[WHAT THE TASK ASKS] Look below for the line with "Mark the innermost". Extract that line and each one after it through the last, word for word.

--- RECORDS TO PROCESS ---

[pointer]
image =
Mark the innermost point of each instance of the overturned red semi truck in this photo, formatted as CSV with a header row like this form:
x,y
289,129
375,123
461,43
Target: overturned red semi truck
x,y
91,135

---

[ANSWER BELOW]
Mark the innermost point of each instance of the overturned red semi truck in this photo, formatted as CSV with a header row like this form:
x,y
289,129
375,123
461,43
Target: overturned red semi truck
x,y
91,135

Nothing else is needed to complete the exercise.